[Passage shown]
▼

New knowledge is mobilized to interact with the regime in efforts to “anchor” niche elements into regime spaces (25, 50). This occurs through processes such as improving technical performance, supporting lobbying, and supporting standard making (25, 50). New niche practices are institutionalized within the regime through this “anchoring” (25, 50). During these anchoring processes, knowledge is translated interactively between niche and regime elements (34, 50). These interactions may influence the niche’s trajectory (34, 50).
Three phases of niche development can be distinguished: emergence, stabilization, and broader diffusion (51). In the following paragraphs, we develop a sociocognitive perspective on how knowledge is created and shared during the three phases. For each phase, we discuss the main subprocesses of knowledge development and the roles intermediaries may play in these. Although presented linearly, it is important to note that the description is stylized and the phases do not necessarily progress linearly. Rather, many subprocesses occur iteratively throughout the phases. Setbacks may occur that may significantly alter the niche’s trajectory.
In niche emergence, actors respond to a perceived need or pressure from how the incumbent sociotechnical regime functions and the problems it generates and begin innovating to find solutions. These actors are transformative change agents working intentionally to address a perceived problem; they translate their perceptions of these problems into specific action points based on their previous knowledge, resources, and interests (52). These pressures may be translated selectively, i.e., niche actors may highlight some aspects while ignoring others (42), thereby shaping the direction in which the niche develops. Based on their translations, actors create new artifacts or ways of doing things (34). Actors begin to network, sharing results from their experimentation and from this begin collaboratively creating new knowledge and developing shared expectations (32, 42, 49). They may also be inspired and informed by niche-external information (i.e., from other niches, the regime, or the global niche level) and selectively translate this for local usage (34, 46).

▲

[Source records]

▼

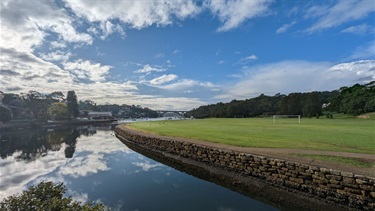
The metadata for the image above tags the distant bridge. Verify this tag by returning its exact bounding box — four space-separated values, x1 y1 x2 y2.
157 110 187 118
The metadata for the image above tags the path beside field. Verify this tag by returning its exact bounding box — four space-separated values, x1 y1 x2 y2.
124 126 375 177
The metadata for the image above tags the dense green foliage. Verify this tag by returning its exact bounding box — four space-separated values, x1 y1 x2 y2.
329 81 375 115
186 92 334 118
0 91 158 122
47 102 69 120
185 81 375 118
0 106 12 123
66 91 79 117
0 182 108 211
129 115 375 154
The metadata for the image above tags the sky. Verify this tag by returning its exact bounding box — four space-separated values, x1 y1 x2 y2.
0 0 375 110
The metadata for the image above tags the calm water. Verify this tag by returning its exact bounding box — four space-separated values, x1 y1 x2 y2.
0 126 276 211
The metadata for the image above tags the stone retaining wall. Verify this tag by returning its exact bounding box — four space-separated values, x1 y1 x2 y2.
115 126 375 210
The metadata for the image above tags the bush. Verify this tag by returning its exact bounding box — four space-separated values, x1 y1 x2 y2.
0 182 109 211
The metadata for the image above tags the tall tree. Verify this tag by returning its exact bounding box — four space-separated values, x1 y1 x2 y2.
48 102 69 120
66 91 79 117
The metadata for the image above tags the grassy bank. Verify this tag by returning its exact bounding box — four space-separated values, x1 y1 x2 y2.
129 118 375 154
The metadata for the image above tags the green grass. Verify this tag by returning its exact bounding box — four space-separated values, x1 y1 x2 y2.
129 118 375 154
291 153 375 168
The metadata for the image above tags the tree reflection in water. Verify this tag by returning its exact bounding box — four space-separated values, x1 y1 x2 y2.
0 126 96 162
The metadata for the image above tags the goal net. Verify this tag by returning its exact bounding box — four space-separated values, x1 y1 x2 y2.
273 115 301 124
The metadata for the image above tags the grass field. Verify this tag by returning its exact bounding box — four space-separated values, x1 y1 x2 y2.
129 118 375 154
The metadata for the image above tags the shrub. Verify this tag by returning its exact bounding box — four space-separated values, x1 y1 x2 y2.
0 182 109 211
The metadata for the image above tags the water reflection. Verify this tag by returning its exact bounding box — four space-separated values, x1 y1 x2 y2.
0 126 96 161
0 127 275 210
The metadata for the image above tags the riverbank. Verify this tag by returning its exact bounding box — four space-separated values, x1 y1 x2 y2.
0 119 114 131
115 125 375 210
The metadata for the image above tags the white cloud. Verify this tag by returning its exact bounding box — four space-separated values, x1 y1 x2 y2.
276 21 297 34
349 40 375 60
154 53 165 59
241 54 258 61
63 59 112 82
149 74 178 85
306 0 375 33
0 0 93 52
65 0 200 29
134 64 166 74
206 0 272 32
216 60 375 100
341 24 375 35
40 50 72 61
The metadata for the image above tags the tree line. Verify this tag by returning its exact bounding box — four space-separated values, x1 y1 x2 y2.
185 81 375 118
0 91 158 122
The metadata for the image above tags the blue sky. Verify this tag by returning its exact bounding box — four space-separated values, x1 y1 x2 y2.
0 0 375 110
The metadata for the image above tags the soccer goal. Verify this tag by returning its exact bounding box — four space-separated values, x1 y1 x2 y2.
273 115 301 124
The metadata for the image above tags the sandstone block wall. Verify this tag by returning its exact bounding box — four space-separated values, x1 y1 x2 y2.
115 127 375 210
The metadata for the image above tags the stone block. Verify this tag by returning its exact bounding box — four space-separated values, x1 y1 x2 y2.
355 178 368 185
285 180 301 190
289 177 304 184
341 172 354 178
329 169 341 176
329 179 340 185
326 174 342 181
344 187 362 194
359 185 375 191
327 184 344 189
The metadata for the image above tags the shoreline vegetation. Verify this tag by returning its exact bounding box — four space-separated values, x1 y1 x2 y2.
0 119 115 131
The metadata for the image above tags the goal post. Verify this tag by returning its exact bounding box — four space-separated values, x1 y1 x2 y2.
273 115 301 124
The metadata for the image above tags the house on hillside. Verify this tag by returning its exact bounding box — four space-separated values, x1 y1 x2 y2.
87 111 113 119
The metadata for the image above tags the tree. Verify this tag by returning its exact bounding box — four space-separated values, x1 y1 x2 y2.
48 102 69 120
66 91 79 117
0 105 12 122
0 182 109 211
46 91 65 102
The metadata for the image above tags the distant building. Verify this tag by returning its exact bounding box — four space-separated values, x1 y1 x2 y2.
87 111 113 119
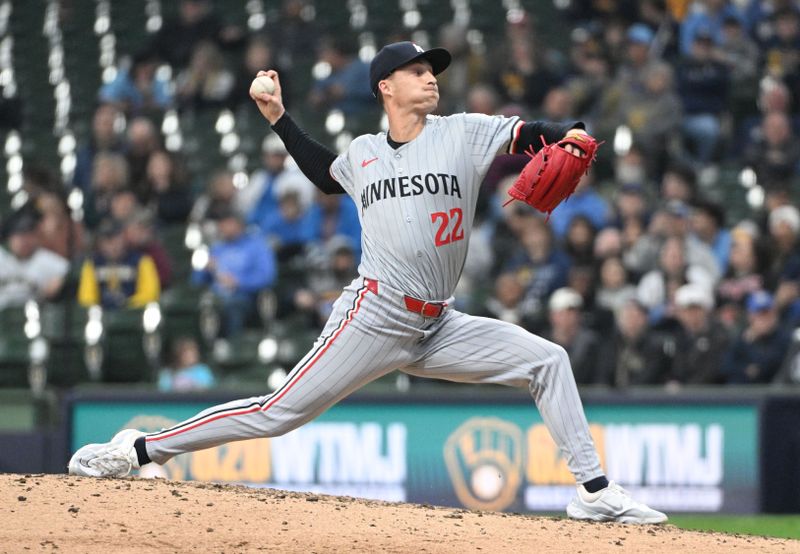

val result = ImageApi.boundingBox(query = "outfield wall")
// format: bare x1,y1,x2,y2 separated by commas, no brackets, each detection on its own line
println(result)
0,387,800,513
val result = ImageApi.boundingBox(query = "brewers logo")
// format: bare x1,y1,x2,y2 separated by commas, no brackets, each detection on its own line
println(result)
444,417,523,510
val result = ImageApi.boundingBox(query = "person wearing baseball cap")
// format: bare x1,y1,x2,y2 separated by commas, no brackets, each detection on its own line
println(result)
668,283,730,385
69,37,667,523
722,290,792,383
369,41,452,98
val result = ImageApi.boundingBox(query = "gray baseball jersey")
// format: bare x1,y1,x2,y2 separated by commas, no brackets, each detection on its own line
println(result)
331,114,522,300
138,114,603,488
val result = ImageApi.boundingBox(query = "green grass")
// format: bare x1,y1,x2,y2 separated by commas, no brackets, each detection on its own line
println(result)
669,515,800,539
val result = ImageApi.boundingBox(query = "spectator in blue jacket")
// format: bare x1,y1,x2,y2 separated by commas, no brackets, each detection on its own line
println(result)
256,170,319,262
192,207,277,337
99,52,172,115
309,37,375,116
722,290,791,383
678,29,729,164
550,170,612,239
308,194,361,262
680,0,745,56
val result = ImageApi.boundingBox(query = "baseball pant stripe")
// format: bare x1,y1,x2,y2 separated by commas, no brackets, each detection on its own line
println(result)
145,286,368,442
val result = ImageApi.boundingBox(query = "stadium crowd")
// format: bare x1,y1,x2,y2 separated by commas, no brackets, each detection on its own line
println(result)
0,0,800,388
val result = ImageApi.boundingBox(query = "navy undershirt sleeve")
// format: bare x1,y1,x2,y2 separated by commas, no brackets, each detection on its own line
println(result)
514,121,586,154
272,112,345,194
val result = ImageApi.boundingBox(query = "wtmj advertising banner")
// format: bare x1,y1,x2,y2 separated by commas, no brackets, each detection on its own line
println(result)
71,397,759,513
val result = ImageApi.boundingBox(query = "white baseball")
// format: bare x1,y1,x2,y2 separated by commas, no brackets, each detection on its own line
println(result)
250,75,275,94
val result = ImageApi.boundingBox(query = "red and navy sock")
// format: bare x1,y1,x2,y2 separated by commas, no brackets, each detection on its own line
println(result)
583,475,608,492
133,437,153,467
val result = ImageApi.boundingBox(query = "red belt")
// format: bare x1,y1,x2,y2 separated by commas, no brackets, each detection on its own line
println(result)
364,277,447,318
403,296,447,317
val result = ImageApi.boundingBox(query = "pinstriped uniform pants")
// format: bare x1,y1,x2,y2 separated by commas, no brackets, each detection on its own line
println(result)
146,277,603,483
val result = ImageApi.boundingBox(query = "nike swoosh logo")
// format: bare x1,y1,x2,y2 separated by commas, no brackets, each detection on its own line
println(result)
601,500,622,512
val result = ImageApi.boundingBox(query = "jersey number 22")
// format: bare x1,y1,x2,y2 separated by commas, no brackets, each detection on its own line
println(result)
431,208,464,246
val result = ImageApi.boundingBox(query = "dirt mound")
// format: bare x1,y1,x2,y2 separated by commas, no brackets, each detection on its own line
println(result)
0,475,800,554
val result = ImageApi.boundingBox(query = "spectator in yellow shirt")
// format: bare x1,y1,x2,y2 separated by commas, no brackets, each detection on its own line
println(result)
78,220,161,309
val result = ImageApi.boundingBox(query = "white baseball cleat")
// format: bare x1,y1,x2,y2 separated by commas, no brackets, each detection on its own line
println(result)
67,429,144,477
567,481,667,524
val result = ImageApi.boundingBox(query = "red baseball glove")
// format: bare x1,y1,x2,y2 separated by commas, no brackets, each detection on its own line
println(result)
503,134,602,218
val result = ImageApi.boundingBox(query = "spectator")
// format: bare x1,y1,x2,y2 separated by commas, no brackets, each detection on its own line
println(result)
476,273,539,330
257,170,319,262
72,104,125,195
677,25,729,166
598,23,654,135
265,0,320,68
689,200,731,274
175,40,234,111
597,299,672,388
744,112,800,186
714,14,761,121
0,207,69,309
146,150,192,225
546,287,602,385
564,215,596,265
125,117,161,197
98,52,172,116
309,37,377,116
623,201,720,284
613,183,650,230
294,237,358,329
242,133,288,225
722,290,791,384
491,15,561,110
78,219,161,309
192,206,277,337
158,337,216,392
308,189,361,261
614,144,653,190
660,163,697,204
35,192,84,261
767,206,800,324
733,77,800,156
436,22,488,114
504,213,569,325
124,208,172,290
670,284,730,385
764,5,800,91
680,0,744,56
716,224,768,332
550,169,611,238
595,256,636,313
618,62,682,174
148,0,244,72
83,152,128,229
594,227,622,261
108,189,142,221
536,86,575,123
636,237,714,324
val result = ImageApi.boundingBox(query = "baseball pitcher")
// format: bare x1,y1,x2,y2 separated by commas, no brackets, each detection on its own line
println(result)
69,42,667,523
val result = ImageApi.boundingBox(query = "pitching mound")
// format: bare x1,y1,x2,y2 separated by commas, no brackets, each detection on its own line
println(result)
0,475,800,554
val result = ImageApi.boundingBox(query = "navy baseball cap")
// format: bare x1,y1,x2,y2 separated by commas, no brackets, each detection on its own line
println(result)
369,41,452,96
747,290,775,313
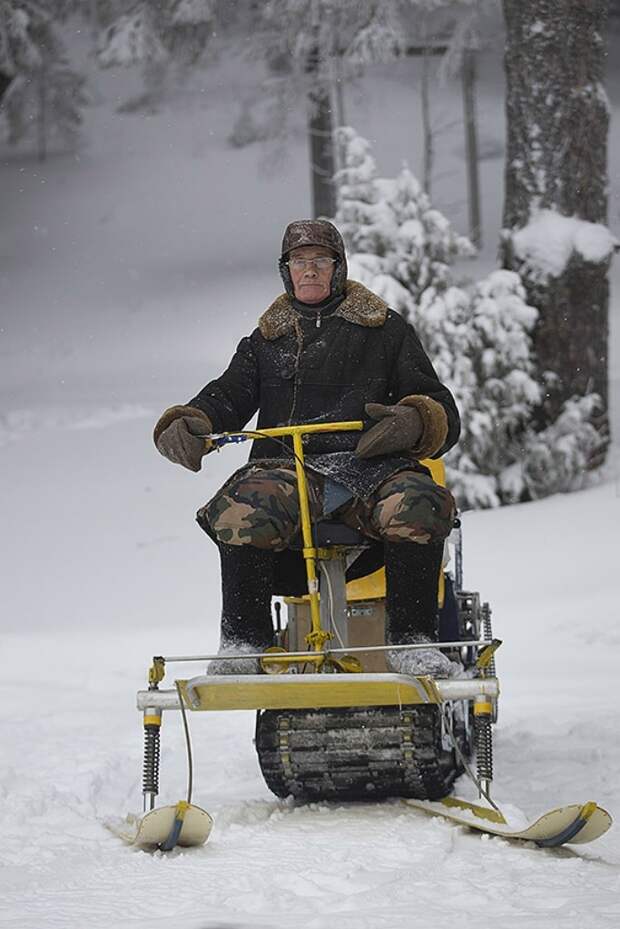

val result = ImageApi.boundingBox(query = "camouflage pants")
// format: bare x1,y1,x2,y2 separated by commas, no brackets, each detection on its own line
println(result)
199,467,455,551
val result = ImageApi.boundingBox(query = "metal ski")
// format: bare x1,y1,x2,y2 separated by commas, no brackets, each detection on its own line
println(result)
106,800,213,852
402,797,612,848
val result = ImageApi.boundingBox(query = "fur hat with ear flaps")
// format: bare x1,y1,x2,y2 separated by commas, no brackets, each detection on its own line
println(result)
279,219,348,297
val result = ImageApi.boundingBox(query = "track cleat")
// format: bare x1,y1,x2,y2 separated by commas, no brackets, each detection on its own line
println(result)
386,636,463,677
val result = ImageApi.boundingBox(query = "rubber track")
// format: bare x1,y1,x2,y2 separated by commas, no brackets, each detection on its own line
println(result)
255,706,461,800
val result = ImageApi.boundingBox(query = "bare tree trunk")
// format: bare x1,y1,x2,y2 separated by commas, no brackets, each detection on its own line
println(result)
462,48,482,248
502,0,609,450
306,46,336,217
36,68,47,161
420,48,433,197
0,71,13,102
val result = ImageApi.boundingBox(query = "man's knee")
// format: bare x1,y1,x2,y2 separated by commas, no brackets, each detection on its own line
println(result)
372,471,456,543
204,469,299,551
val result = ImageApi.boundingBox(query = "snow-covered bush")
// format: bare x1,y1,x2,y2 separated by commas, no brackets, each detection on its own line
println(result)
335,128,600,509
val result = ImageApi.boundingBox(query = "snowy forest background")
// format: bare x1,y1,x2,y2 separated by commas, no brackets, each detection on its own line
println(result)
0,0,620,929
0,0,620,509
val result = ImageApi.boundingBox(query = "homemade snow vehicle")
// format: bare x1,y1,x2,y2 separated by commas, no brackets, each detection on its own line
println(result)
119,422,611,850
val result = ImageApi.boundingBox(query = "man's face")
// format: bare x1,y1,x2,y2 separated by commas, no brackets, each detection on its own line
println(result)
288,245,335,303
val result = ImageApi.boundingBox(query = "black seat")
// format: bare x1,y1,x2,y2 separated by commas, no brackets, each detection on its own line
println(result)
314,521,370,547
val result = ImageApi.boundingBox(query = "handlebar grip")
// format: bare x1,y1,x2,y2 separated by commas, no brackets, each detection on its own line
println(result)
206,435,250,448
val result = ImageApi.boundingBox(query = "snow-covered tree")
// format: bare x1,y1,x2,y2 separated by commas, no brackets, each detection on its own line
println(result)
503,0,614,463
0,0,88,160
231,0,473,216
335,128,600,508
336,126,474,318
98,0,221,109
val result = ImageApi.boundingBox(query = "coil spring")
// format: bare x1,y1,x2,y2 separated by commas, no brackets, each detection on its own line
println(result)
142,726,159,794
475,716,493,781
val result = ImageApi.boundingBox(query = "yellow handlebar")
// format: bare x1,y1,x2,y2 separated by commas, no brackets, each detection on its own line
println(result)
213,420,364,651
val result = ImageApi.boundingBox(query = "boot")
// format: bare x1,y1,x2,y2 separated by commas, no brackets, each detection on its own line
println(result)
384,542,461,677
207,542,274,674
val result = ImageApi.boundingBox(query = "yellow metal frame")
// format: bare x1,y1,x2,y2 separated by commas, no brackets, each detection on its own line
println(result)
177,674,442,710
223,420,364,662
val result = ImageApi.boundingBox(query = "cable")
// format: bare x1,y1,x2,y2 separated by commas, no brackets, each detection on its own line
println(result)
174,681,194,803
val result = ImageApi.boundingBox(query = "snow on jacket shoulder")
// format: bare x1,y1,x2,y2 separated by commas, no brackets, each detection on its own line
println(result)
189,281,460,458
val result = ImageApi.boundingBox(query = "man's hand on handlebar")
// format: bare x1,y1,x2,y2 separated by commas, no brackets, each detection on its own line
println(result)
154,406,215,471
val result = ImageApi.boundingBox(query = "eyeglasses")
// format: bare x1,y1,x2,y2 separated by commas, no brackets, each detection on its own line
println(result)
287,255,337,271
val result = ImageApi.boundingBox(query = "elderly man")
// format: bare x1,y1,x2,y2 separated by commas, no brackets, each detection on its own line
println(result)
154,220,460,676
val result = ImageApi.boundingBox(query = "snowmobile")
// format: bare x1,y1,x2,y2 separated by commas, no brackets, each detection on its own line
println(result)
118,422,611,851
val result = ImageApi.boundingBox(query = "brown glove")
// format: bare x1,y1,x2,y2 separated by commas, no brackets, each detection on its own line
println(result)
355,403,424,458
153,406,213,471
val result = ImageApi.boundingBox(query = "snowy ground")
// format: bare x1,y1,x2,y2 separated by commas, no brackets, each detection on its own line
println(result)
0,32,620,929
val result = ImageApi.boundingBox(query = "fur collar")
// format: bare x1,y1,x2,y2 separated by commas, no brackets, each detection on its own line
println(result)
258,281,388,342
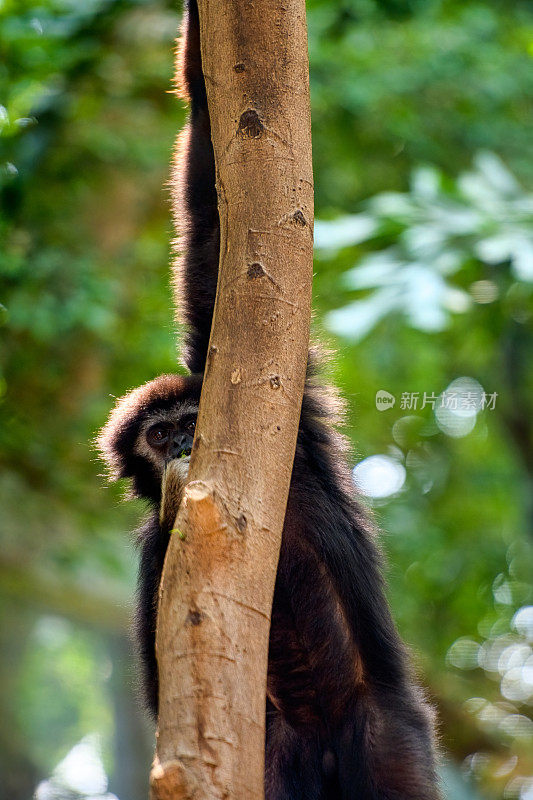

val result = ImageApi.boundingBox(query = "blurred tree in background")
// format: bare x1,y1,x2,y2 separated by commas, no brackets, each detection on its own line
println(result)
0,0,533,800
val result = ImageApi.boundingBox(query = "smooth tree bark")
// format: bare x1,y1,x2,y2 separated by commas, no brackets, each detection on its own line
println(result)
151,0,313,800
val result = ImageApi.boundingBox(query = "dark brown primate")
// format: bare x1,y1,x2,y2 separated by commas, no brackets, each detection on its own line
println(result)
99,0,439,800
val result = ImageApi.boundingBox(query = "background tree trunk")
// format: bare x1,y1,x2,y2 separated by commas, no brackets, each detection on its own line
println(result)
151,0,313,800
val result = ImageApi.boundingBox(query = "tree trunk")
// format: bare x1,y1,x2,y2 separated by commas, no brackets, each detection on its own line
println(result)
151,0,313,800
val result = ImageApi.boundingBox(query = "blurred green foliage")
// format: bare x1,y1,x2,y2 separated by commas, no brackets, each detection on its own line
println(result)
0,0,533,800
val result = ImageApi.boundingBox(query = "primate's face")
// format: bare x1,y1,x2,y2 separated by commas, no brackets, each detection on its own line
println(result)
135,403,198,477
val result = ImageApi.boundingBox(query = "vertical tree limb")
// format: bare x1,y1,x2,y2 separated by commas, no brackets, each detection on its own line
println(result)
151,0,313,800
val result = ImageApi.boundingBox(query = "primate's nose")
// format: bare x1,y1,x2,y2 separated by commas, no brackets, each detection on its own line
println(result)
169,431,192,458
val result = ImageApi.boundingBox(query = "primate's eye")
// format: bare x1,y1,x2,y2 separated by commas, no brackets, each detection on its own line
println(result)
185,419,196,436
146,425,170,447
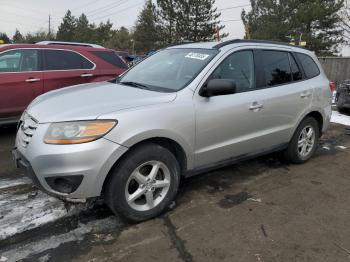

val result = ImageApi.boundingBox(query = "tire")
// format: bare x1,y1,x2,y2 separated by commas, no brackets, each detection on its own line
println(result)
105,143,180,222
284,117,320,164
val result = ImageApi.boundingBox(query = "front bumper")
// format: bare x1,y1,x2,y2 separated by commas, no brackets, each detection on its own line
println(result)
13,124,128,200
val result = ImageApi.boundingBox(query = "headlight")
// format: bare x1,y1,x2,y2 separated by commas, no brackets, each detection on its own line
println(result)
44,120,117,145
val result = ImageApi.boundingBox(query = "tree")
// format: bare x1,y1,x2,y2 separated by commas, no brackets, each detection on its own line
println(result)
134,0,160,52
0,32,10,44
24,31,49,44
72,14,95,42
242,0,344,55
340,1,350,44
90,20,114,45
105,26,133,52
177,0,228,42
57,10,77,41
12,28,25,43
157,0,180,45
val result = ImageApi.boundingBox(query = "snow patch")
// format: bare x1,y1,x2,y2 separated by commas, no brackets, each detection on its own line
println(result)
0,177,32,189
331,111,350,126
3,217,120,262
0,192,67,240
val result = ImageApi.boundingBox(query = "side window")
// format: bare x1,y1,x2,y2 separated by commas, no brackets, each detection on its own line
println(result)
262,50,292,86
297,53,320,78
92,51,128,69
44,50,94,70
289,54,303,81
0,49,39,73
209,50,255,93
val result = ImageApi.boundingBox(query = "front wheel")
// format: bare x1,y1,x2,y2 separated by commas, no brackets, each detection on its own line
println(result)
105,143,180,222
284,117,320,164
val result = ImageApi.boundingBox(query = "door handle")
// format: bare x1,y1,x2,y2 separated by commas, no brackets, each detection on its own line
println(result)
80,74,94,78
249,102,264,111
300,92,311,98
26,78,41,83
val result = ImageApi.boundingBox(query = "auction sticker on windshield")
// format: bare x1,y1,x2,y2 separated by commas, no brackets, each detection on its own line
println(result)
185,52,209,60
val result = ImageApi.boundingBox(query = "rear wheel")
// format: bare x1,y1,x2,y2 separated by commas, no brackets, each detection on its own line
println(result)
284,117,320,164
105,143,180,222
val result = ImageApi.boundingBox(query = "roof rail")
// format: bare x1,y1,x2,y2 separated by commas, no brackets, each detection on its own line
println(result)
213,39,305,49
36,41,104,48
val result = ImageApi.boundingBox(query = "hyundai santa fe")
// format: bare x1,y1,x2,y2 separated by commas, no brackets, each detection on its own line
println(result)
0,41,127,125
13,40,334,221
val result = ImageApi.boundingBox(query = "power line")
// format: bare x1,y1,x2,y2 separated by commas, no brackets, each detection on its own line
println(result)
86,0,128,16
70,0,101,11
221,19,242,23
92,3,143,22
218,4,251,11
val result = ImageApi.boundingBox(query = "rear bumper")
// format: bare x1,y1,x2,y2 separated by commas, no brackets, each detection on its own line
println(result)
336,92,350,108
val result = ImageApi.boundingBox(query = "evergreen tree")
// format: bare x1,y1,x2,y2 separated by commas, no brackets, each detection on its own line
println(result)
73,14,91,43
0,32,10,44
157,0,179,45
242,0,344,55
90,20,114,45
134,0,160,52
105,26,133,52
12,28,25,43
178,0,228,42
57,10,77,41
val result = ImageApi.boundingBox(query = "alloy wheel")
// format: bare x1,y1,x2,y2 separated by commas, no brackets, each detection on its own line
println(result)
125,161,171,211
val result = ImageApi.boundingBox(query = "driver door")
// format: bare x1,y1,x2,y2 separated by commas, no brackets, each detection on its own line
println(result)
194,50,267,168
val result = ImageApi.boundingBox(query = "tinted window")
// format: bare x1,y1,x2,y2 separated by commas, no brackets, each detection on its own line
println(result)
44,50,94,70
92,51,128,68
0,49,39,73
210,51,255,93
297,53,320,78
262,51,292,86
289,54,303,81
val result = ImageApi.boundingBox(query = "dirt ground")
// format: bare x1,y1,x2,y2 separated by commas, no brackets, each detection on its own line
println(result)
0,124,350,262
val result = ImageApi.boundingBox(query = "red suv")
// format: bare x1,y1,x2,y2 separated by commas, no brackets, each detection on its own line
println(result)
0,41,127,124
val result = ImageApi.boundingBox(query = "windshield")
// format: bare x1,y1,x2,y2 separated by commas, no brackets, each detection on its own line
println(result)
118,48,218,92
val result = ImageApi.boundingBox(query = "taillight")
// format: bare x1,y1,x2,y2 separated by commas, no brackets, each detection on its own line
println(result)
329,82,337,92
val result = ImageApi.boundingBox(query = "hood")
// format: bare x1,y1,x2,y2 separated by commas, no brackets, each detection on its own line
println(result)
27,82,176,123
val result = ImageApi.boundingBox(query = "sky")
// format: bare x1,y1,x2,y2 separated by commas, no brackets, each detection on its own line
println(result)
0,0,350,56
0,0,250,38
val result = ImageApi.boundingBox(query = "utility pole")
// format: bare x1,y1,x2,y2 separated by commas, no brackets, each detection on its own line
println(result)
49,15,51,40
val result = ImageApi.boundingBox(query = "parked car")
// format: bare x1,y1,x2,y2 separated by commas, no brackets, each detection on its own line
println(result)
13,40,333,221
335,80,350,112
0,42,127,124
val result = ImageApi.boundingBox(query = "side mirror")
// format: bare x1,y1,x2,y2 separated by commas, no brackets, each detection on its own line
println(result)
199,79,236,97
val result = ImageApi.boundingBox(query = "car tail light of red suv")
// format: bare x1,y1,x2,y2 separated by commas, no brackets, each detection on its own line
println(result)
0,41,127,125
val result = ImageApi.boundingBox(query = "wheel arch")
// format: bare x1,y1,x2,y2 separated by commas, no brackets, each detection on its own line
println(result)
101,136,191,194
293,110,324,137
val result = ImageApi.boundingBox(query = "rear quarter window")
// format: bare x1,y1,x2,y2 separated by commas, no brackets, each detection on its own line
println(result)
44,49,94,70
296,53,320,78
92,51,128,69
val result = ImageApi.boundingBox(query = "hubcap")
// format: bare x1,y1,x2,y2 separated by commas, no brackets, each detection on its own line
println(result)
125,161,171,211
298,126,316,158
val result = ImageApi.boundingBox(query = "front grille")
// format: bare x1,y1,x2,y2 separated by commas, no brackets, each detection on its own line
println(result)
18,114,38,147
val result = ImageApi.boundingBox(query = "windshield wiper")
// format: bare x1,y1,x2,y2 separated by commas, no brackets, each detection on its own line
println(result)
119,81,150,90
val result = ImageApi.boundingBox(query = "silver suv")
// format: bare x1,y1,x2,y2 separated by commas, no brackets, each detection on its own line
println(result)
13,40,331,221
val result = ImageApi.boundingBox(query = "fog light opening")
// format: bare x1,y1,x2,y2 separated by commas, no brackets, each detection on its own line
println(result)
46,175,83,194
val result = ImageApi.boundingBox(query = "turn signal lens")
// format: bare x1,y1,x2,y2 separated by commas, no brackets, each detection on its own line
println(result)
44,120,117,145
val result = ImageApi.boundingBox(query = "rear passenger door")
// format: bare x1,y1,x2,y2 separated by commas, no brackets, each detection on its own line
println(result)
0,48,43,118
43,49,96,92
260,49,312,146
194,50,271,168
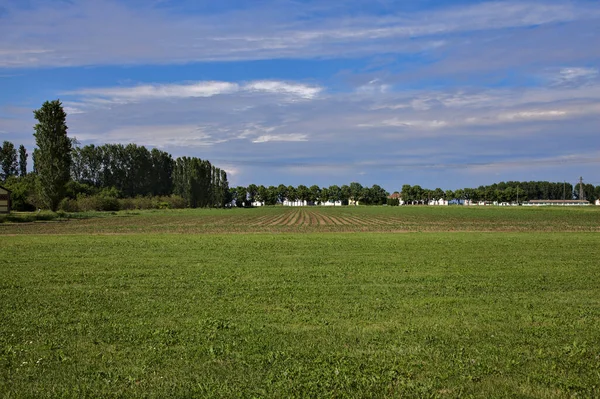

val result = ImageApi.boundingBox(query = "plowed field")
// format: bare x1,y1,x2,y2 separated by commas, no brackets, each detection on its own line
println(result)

▲

[Directives]
a. Answer these questions using the passage on niche development.
(i) What three phases of niche development does the passage distinguish?
(ii) Through which processes does anchoring occur?
(iii) In niche emergence, what do actors base their translation of perceived problems into specific action points on?
b. Rescale the entries from the start of the entries up to and including the line with "129 115 375 154", and give all of those lines again, requests included. Multiply every bounding box coordinate in the answers by 1.05, round to whole numbers with halves rounded up, and leave the picture out.

[Results for the exercise]
a.
(i) Emergence, stabilization, and broader diffusion.
(ii) Improving technical performance, supporting lobbying, and supporting standard making.
(iii) Their previous knowledge, resources, and interests.

b.
The metadata for the image above tags the distant bridge. Verify this tag by returning its exact bounding box — four space-separated values, x1 y1 x2 y2.
165 116 196 124
The metadata for the image above tags the path beside field. Verify this tag by returning its exact bounding box — four space-separated values, x1 y1 x2 y2.
130 132 394 186
The metadata for the image above tags the dense green foliage. Verify this tag by returning its exact bounding box — four space-separated values, x1 y1 x2 y2.
345 85 394 121
195 97 351 124
0 96 166 128
49 107 72 126
194 85 394 124
0 111 13 129
69 96 83 123
0 191 113 222
135 121 394 162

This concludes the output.